-- start Document --

There are a lot of things in that short book that echo through the business of managing projects.

This is going to sound like mystical hooey. The only way that you’re going to know that I’m right is when you’ve been doing it a few years.

OK.

Success is about practice (according to Herrigel). Success is about turning up, and keeping turning up. In archery, in the early years (yes, years) of practice, the focus of the training is in knowing when to let go of the bow string. But that really translates into being comfortable with not letting go of the bow string. If you can practice long enough and become comfortable enough with the strong physically and mental discomfort of holding the bowstring at the maximum point of tension, then you have a chance of letting it go at the right time.

This is the lesson from this book.

Wait comfortably in the state of highest tension.

That’s right. Be comfortable in uncomfortable situations.

Let’s remember this. If you’ve embarked on a project, you’re trying to do something. And if you’re trying to that thing properly, you’re opening yourself to finding out reason why that thing can’t be done.

You’re discovering bricks-without-straw problems. You’re discovering that the thing can’t be done in the required time. You’re discovering that the user’s don’t want it. You’re discovering the contradictions associated with the projects.

-- end Document --
-- start Exercise material --

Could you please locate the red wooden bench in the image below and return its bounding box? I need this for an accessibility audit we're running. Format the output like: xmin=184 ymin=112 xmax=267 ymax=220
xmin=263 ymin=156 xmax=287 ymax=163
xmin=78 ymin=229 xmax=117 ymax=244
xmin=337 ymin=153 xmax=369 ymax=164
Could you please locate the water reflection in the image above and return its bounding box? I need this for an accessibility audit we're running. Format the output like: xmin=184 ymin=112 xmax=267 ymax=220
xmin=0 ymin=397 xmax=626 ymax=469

-- end Exercise material --

_Required actions_
1. What does the passage about archery and project management give as the lesson from the book?
2. Echo every line of the records, word for word.
The passage about archery and project management and the records are unrelated material.

_The replies_
1. Wait comfortably in the state of highest tension.

2.
Could you please locate the red wooden bench in the image below and return its bounding box? I need this for an accessibility audit we're running. Format the output like: xmin=184 ymin=112 xmax=267 ymax=220
xmin=263 ymin=156 xmax=287 ymax=163
xmin=78 ymin=229 xmax=117 ymax=244
xmin=337 ymin=153 xmax=369 ymax=164
Could you please locate the water reflection in the image above and return its bounding box? I need this for an accessibility audit we're running. Format the output like: xmin=184 ymin=112 xmax=267 ymax=220
xmin=0 ymin=397 xmax=626 ymax=469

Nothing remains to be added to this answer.